Every line with the string "sunglasses" in it belongs in your answer, so copy them all from the data.

Natural language region descriptions:
=-=-=

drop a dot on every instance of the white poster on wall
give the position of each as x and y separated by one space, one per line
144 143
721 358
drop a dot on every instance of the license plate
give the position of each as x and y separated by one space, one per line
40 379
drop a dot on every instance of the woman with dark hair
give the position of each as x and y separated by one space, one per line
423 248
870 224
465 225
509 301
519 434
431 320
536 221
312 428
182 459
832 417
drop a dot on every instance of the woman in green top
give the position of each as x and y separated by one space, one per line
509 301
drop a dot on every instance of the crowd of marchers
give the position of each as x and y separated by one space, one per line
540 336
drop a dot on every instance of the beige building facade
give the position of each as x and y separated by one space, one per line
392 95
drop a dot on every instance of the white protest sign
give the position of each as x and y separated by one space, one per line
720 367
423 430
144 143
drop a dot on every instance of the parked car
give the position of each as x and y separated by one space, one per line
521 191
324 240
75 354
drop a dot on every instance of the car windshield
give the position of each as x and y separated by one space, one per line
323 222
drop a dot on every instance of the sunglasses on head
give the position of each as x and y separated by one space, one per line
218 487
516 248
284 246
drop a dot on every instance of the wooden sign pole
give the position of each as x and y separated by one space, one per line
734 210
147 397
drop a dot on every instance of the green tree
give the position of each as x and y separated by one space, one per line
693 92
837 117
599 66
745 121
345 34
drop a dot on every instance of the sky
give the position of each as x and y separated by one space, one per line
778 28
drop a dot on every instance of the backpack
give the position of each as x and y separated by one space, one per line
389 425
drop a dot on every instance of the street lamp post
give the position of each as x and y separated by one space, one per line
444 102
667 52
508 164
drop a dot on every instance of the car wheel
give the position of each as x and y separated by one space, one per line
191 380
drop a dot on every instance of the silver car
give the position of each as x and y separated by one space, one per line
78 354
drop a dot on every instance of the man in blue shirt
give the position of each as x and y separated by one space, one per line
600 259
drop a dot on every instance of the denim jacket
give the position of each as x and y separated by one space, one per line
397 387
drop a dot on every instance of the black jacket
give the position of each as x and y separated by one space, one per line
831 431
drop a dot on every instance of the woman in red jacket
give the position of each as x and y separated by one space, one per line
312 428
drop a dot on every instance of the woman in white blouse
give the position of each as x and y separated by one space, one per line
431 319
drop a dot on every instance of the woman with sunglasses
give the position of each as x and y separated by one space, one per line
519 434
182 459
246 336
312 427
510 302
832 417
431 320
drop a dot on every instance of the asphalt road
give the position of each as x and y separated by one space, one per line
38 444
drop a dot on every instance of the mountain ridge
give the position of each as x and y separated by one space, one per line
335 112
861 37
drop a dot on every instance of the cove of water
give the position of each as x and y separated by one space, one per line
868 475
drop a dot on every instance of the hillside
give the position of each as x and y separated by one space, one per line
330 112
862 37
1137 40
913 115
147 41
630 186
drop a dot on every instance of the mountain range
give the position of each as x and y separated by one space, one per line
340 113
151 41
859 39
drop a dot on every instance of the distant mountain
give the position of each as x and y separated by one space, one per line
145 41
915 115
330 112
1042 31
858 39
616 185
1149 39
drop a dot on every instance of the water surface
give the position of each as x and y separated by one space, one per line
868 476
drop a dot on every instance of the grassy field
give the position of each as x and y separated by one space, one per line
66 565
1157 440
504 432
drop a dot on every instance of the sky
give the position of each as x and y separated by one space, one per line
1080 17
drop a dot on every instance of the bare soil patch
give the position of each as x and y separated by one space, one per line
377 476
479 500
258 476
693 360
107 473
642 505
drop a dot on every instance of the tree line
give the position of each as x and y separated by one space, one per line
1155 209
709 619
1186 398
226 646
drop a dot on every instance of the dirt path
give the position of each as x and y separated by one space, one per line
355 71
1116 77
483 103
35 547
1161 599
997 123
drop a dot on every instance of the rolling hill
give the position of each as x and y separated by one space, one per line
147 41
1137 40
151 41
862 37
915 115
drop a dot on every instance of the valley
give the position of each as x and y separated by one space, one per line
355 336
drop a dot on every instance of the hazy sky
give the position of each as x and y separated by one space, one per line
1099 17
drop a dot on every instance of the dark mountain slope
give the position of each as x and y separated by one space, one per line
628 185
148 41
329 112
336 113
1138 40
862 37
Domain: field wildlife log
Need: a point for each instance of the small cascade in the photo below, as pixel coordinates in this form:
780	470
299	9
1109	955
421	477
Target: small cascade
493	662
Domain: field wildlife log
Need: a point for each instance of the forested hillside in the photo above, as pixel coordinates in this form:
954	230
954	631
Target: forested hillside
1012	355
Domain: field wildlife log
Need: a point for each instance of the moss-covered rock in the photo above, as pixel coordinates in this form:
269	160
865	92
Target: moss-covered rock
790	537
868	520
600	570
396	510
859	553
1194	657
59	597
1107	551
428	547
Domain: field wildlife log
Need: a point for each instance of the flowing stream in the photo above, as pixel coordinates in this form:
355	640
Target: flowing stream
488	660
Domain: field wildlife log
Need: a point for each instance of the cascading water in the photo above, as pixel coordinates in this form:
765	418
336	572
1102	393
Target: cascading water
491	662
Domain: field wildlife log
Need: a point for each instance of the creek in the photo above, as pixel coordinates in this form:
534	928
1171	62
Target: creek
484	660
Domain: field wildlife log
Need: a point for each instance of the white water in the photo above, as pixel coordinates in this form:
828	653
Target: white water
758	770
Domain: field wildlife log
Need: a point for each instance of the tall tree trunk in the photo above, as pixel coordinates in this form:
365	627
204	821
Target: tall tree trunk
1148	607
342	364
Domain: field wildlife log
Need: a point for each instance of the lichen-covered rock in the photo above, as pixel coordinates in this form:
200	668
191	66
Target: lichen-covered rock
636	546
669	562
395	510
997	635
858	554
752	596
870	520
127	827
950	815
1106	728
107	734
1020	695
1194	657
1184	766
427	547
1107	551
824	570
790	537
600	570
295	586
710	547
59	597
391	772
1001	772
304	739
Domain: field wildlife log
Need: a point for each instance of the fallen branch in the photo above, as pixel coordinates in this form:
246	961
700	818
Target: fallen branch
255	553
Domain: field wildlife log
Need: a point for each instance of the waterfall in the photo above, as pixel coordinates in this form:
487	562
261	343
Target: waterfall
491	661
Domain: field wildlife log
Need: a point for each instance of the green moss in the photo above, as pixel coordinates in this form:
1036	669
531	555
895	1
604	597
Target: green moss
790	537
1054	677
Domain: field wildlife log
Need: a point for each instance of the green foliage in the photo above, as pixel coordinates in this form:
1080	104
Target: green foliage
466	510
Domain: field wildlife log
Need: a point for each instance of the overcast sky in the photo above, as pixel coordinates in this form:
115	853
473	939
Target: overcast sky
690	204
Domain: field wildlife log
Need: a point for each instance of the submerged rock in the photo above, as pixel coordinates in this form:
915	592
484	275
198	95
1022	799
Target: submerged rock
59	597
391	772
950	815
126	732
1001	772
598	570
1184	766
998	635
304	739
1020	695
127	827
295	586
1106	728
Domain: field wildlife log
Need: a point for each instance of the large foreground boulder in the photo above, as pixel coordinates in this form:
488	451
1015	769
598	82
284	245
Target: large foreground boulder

=-=-=

> Response area
drop a dot on every instance of the sunglasses on head
drop a dot on every instance of the woman with sunglasses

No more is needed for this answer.